(Problem description) Lines from the entries below that hold "person" form the answer; copy all of them.

--------------------------------------------------

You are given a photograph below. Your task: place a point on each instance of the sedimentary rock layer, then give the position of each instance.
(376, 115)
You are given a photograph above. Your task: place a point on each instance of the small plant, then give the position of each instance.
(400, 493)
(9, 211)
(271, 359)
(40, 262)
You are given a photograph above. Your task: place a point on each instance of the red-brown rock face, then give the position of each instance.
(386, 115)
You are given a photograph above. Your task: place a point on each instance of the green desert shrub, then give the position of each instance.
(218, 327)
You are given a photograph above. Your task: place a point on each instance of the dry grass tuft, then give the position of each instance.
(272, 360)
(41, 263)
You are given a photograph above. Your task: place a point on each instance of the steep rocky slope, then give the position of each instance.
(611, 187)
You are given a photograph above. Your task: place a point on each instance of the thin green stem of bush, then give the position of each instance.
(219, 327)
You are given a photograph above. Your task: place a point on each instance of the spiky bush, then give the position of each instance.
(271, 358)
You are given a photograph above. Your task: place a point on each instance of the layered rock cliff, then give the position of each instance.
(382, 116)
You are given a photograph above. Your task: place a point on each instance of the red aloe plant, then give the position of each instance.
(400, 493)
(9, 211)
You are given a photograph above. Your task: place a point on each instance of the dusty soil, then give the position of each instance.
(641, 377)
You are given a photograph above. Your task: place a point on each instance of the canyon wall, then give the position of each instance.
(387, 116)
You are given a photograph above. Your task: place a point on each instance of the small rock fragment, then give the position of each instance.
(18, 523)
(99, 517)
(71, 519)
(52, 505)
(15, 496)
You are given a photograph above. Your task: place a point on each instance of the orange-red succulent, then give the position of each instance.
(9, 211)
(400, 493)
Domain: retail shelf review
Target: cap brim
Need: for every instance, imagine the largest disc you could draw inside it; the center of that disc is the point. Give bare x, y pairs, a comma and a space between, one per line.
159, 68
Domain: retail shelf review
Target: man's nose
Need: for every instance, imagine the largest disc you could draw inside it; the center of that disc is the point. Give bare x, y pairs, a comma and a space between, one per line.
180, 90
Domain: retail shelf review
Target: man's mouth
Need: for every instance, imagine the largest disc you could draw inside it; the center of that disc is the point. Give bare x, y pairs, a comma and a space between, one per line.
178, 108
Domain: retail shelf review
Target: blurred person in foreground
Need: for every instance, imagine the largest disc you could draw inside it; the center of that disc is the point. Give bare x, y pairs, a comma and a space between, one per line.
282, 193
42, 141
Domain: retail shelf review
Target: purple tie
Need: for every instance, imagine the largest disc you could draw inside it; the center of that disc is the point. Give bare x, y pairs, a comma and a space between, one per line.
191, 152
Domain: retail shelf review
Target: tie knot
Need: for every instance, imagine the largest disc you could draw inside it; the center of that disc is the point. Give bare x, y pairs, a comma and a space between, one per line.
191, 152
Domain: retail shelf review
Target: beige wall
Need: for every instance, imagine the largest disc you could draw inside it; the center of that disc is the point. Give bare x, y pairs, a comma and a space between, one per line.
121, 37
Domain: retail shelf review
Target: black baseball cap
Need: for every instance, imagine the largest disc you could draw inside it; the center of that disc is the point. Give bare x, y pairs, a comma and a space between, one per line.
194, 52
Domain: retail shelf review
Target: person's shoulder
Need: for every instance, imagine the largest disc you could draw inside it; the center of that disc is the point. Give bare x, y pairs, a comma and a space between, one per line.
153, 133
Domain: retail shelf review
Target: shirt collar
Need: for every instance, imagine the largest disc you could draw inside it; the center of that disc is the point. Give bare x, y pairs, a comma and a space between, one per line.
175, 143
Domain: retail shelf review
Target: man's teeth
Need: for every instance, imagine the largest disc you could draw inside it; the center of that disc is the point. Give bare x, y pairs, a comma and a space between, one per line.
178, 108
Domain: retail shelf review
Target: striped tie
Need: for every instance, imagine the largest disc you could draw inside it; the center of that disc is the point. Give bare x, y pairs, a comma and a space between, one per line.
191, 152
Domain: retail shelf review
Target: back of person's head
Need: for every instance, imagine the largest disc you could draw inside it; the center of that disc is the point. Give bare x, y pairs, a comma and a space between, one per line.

--------------------------------------------------

(Exercise output)
Target: blurred person in foreground
Target: person's shoulder
Target: back of person's head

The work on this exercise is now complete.